**TASKS TO PERFORM:**
- 1) Translate this sentence from the article about the Plavix ruling into Spanish: "Plaintiffs alleged that Plavix can lead to severe bleeding or death when blood levels become too high."
- 2) According to the article about the Plavix ruling, in which state does Bristol-Myers Squibb have its headquarters?

**TEXT SECTION:**
* * * * * * * * *

By Lynn Shapiro, Staff Writer

This week the U.S. Supreme Court ruled in an 8-1 decision that the several hundred plaintiffs from 33 states outside California can’t sue Bristol-Myers Squibb in California for injuries allegedly suffered while taking the blood thinner Plavix. Plaintiffs alleged that Plavix can lead to severe bleeding or death when blood levels become too high.

The ruling does not prevent in-state plaintiffs from suing in California courts for the harm they suffered as a result of Bristol-Myers’ sales and marketing campaign for Plavix. However, out-of-state plaintiffs have no right to pursue claims in California, the high court ruled. The ruling may also prevent many victims of other defective drugs or medical devices from suing corporations in states other than where the companies are based.

Lower California Court Rules for Plaintiffs

In a lower court ruling, plaintiffs had claimed jurisdiction over Bristol-Myers Squibb as the drug company conducted a significant amount of business in California.

Deciding Daimler AG v. Bauman, et al., the California Supreme Court on appeal found that California courts had specific jurisdiction of Bristol-Myers because of its vast business interests within the state.

In reversing the lower court’s decision, the Supreme Court ruled there was no evidence that marketing, promotion or distribution in California was involved in the injuries of the out-of-state plaintiffs.

The only way in which their claims relate to California is that the marketing and promotion of the drug at issue was conducted on a nationwide basis, the Court decided in a majority opinion written by conservative justice Samuel Alito, who said the plaintiffs could sue Bristol-Myers in other states including New York, where the company has its headquarters, and Delaware, where it’s incorporated.

Fierce Debate

“The business community has argued that plaintiffs should not be allowed to shop around for the most favorable court [in which to file lawsuits, namely California] while injured parties claim corporations are trying to deny them access to justice,” according to Reuters.

J&J Capitalizing on Ruling

Johnson & Johnson, charged with failing to warn women that talcum powder could cause ovarian cancer, is capitalizing on the ruling.

J&J has been fighting a glut of lawsuits over its talc-based products including Johnson’s Baby Powder, brought by approximately 5,950 women and their families. The company argues there’s no link between its baby powder and ovarian cancer.

A fifth of the J&J plaintiffs have cases pending in St. Louis state court, where juries in four trials have held J&J and a talc supplier accountable for $307 million in verdicts.

Mistrial Declared

The Supreme Court decision allowed a St. Louis judge to declare a mistrial in the latest J&J talc case, where two of the three plaintiffs are from out of state.

The Court ruling could affect other prominent personal injury cases, including Bayer’s Essure birth control device in California and Missouri and GlaxoSmithkline’s antidepressant Paxil in California and Illinois.

* * * * * * * * *

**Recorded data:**
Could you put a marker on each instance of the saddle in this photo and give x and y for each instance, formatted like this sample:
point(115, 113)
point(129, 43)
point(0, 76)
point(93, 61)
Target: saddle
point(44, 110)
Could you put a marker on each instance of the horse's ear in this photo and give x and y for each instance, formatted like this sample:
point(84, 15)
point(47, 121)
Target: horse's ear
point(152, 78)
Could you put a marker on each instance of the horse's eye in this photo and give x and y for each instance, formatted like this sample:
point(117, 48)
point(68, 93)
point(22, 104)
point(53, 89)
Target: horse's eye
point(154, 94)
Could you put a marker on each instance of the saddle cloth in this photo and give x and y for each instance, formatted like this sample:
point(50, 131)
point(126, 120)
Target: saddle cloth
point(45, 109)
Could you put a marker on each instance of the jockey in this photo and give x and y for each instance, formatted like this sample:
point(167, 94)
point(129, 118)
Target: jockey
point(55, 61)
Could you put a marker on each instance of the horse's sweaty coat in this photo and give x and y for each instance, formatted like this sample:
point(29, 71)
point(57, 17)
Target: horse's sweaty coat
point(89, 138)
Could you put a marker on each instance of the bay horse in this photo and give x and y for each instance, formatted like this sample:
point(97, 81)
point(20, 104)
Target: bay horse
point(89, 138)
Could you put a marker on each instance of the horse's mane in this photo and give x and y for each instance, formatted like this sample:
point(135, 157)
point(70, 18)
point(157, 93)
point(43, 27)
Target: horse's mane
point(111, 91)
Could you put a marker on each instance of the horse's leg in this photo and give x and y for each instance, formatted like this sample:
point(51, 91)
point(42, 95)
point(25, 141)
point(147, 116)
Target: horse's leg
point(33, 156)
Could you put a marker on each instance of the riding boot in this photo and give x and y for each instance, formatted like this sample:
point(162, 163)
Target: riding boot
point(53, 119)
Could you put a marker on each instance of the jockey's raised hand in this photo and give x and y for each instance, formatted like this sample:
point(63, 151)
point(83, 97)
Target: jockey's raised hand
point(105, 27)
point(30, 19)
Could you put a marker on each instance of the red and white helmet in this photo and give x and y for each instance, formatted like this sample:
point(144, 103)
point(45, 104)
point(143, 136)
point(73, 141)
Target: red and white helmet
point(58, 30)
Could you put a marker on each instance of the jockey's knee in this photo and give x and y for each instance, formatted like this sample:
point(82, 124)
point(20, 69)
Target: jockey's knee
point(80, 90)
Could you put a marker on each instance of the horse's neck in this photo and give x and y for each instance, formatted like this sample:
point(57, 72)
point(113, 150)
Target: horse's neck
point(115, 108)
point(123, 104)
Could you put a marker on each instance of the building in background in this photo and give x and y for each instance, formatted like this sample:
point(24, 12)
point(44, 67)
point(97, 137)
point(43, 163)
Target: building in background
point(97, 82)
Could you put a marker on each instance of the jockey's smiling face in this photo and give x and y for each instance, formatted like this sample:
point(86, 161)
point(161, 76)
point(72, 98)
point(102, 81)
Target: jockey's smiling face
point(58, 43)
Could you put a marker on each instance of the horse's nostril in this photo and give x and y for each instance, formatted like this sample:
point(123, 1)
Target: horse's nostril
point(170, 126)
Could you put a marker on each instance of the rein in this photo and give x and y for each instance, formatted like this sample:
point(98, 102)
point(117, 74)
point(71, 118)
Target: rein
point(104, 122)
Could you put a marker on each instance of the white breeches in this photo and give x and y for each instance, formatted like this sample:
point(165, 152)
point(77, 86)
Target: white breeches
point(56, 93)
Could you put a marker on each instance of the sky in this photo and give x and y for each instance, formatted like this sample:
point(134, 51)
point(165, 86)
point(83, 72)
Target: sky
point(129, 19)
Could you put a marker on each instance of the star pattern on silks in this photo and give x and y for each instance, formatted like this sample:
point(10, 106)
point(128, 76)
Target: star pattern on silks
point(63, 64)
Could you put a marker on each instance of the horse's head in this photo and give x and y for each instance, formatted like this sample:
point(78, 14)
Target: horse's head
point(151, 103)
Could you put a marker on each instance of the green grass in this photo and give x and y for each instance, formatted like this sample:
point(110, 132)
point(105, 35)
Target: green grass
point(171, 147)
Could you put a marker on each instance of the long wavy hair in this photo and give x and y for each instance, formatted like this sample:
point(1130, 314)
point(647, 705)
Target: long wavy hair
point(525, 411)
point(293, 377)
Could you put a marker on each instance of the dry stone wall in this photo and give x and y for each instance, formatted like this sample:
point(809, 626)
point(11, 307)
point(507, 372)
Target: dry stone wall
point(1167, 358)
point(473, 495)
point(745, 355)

* * * * * * * * *

**LIST OF ANSWERS:**
- 1) Los demandantes alegaron que Plavix puede provocar hemorragias graves o la muerte cuando los niveles en sangre se vuelven demasiado altos.

- 2) New York.